Provided data =>
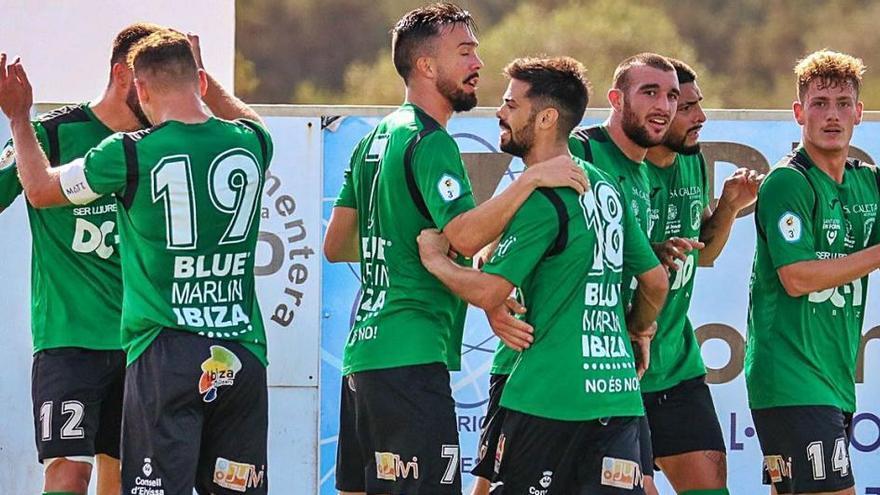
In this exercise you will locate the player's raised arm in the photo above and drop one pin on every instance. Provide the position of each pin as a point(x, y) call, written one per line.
point(41, 184)
point(222, 103)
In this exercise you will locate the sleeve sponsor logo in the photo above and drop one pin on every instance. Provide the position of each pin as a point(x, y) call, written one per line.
point(790, 227)
point(449, 188)
point(7, 157)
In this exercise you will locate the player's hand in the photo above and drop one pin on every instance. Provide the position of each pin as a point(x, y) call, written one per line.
point(559, 171)
point(432, 243)
point(674, 251)
point(514, 332)
point(196, 48)
point(740, 190)
point(641, 343)
point(16, 95)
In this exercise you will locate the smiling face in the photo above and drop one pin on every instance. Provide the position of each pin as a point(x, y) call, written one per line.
point(684, 132)
point(516, 119)
point(828, 114)
point(458, 66)
point(649, 104)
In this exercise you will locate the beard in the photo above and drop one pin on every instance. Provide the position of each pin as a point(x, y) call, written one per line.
point(461, 101)
point(521, 143)
point(678, 144)
point(636, 132)
point(134, 105)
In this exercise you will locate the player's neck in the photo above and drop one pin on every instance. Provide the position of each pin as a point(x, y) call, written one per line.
point(832, 163)
point(185, 108)
point(540, 153)
point(111, 109)
point(661, 156)
point(629, 147)
point(432, 103)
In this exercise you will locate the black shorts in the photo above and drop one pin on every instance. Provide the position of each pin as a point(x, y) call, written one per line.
point(77, 398)
point(490, 429)
point(542, 456)
point(195, 416)
point(683, 419)
point(397, 432)
point(806, 448)
point(646, 449)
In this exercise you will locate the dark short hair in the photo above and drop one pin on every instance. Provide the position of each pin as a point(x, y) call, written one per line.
point(621, 73)
point(415, 30)
point(831, 69)
point(684, 71)
point(166, 54)
point(558, 82)
point(127, 38)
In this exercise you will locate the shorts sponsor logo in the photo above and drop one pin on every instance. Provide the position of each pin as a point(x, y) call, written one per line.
point(499, 452)
point(449, 187)
point(544, 483)
point(777, 468)
point(7, 157)
point(390, 467)
point(790, 227)
point(237, 476)
point(145, 485)
point(219, 370)
point(621, 473)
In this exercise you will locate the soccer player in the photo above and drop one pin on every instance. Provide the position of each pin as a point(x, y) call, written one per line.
point(572, 398)
point(816, 221)
point(405, 176)
point(76, 286)
point(685, 433)
point(643, 97)
point(187, 194)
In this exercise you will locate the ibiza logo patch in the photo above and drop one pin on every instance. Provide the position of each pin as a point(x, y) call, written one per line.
point(219, 370)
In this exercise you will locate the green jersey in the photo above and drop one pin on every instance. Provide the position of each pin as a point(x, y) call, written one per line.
point(76, 282)
point(566, 254)
point(595, 145)
point(679, 195)
point(202, 183)
point(801, 351)
point(405, 176)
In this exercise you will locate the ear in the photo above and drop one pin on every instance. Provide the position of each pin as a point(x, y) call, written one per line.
point(120, 75)
point(142, 91)
point(203, 82)
point(615, 98)
point(798, 109)
point(548, 118)
point(426, 66)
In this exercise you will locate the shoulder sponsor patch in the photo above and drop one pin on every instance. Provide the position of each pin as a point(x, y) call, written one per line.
point(7, 157)
point(790, 227)
point(449, 188)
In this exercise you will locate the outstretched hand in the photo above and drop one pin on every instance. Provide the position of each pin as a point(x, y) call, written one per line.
point(16, 94)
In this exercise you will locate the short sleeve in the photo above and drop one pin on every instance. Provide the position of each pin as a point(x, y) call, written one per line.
point(441, 178)
point(347, 197)
point(104, 166)
point(785, 217)
point(525, 242)
point(10, 185)
point(267, 147)
point(638, 257)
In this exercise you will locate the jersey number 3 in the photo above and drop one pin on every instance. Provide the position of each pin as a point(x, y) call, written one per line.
point(233, 185)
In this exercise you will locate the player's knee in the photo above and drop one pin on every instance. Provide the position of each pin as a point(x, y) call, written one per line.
point(67, 474)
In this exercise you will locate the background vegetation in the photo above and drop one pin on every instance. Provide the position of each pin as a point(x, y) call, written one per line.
point(337, 51)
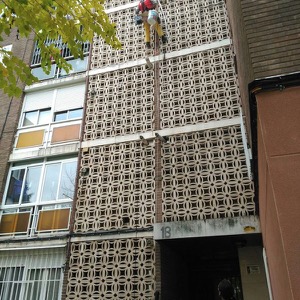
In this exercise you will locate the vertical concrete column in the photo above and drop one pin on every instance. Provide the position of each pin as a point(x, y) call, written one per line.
point(253, 274)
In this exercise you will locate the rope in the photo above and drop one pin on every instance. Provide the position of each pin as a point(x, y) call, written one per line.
point(164, 17)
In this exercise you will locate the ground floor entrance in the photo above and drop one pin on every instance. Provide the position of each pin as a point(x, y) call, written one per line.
point(191, 268)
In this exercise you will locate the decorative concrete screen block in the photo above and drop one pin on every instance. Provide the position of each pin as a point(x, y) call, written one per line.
point(205, 176)
point(116, 188)
point(119, 103)
point(198, 88)
point(112, 269)
point(186, 23)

Work to complete => Copy out the material above line for line, without any changes, but leave out the pictures.

Response =>
In this exercise you will locate the player's raised arm in the photo above and drop one pin on every instance. Provide the position of each pin as a point(x, y) call, written one per line.
point(41, 184)
point(222, 103)
In this exercise you will locate the sleeve sponsor logo in the photo above and drop one pin on every instance. Provide the position of each pin as a point(x, y) call, written one per line.
point(790, 227)
point(449, 188)
point(7, 157)
In this exercise you will locate the player's hand in the photo above and drop one pin on every instance. Provide the position of each pin as a point(x, y) call, written one per line.
point(559, 171)
point(432, 243)
point(674, 251)
point(514, 332)
point(196, 48)
point(740, 190)
point(641, 343)
point(16, 95)
In this exercise you will locate the smiling face in the photo above and drop one pin on every instance. Provide the position of each pin as a point(x, y) call, written one per line.
point(684, 132)
point(516, 119)
point(828, 114)
point(458, 66)
point(649, 104)
In this exercise you will locate the beard in the photo above and drop one pin on every instance. Provide the position of each pin as a point(x, y) call, written one per line.
point(461, 101)
point(521, 143)
point(678, 144)
point(636, 132)
point(134, 105)
In this exercise you will locate the player's neck in the photo above and drop one pin on every instance. Provide the position of each pin as a point(x, y) call, written one per line.
point(832, 163)
point(185, 108)
point(540, 153)
point(111, 109)
point(661, 156)
point(629, 147)
point(432, 103)
In this exercise you will locate the black shorts in the photo above and drop one pin on every instance. Provide the position of each pin as a point(x, y) call, written one per line.
point(77, 398)
point(490, 429)
point(542, 456)
point(195, 416)
point(683, 419)
point(397, 432)
point(806, 448)
point(646, 449)
In this exercise you will locate the dark short hair in the photo above and drop one pin on every instance. Provide the position of each pin as a point(x, y) call, written one per line.
point(621, 73)
point(415, 30)
point(831, 69)
point(684, 71)
point(166, 54)
point(558, 82)
point(127, 38)
In this exercise you will locate the shorts sponsor logo in the photo above and drop one pin on every instance. Provide the position of each pin as a point(x, y) call, written one per line.
point(499, 452)
point(449, 187)
point(544, 483)
point(777, 468)
point(7, 157)
point(390, 467)
point(790, 227)
point(237, 476)
point(145, 485)
point(219, 370)
point(621, 473)
In this exercise you will locate the soccer player in the photo above and drop one pin on every instance. Provide the position of each pin as a point(x, y) call, written one per line.
point(572, 398)
point(816, 221)
point(405, 176)
point(76, 286)
point(685, 433)
point(643, 97)
point(187, 194)
In this exercise you will locate the ibiza logo patch in the photo above and drop one pin on every instance. Provide the position of each pin as a point(x, y) call, written one per line.
point(219, 370)
In this exercise you will locate the green jersey in the photo above and drop one pin on every instance. Provide the position of each pin as a point(x, y) call, written one per line.
point(76, 282)
point(566, 254)
point(595, 145)
point(679, 195)
point(202, 183)
point(801, 351)
point(405, 176)
In this exercise you will locate the ear in the photo above and drop one pin on every instance. Provide the position of each pin as a point(x, y) call, written one per line.
point(120, 75)
point(142, 91)
point(203, 82)
point(615, 98)
point(798, 109)
point(548, 118)
point(426, 66)
In this exercise you will locate the shoulder sponsor patch in the photo above and drop one pin on every instance. Provide the position of each pin as a point(x, y) call, written one per line.
point(7, 157)
point(790, 227)
point(449, 188)
In this exercise you will locate the outstretched hand in the photo above and drop one pin on every instance. Provide the position of each pin as a point(x, y) call, written one per line.
point(16, 94)
In this exercise you will locate the short sleeve in the photo above and drop one pin on every instance. Provide the position of each pin as a point(x, y) call, written one per line.
point(441, 178)
point(347, 197)
point(104, 166)
point(785, 217)
point(525, 242)
point(10, 185)
point(267, 147)
point(638, 257)
In this exercise you will locate the jersey number 3 in the photo above and drop one pin on every instance. Provide the position of each pin as a point(x, y) call, written one per line.
point(233, 185)
In this exercise you will locate the player's knee in the photo above and drop one pin on every instance. Provide the position of each pin as a point(x, y) call, written one per line.
point(67, 474)
In this exercise you will locate the background vegetation in the photo above and drop one pin on every instance. Provide the position of each pin as a point(x, y) call, written one per line.
point(337, 51)
In this exercise you will locate the vertical concrete column in the photo above and drop one pin on every instance. Provide the position of each pin as a point(x, y) call, written one per line.
point(253, 274)
In this exercise you will locate the rope in the photo above and drop one pin on every instance. Provide the position of each pin as a point(x, y) call, written one per line.
point(164, 17)
In this exercise you will locate the ground floor entrance in the photo above and drop one pin on every instance. Provide the position of each pin as a point(x, y) call, written one per line.
point(191, 268)
In this exercise you will locate the decorative concrete screen block in the photo above and drop one pin on every instance. Provide the position of each pin as a point(x, y) call, written one per line.
point(205, 176)
point(116, 188)
point(119, 103)
point(198, 88)
point(112, 269)
point(186, 23)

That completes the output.